* Problem:
Reproduce word for word every line of the items from the line containing "Definition first: for each instance of the black flat" through the last line of the items, including both of those lines and nothing else.

[Records from a dataset]
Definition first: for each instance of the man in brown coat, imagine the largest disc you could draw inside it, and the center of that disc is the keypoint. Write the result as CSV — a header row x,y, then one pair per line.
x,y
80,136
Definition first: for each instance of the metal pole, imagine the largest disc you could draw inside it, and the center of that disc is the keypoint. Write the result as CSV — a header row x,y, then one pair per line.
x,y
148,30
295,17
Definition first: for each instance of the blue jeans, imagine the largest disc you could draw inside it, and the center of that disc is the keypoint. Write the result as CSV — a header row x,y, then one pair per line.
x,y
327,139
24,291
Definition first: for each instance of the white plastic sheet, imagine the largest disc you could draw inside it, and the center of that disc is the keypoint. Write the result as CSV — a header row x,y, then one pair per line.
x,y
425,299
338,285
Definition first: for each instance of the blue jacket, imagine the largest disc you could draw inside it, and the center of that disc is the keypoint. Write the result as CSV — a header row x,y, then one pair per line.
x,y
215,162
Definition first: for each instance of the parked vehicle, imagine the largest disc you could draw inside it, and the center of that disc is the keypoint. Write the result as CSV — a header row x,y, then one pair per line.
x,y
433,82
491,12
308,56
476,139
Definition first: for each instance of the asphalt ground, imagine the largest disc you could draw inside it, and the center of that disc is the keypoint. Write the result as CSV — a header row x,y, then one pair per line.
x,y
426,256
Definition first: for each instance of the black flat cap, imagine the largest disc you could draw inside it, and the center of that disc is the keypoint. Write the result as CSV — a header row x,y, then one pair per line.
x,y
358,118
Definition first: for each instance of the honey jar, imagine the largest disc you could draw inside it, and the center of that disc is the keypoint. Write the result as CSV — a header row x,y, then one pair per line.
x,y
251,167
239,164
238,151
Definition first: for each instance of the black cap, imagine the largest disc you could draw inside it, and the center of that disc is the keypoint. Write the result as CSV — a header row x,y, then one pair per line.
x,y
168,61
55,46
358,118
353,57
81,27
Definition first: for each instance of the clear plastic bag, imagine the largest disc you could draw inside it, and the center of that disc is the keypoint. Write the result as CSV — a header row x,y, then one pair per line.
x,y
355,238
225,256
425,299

* Solution below:
Definition first: for each instance of the black flat cap, imagine the largest disc you could draw inside it, and the center of that disc is the keypoint. Write the result as CSV — a header row x,y, then one pair per line.
x,y
358,118
Definition first: for each instance of the honey jar, imagine the largest disc you could draw inside it, and the center of that disc is the keypoint. Write the result as CSV — a header row x,y, then one pair per line.
x,y
251,167
239,164
238,151
Definition first: for each instance of the black cap, imagine the largest disc you could draw inside it, and the center of that disc is the keypoint. Write the result as CSV — a header row x,y, then one pair per line.
x,y
168,61
55,46
358,118
353,57
81,27
Definition first: for each instance of the clear plastic bag, imagine the largest disc you could draw inside it, and the center of that disc is the keypoint. Write the result as CSV — a header row x,y, then one pair per line.
x,y
355,238
225,256
425,299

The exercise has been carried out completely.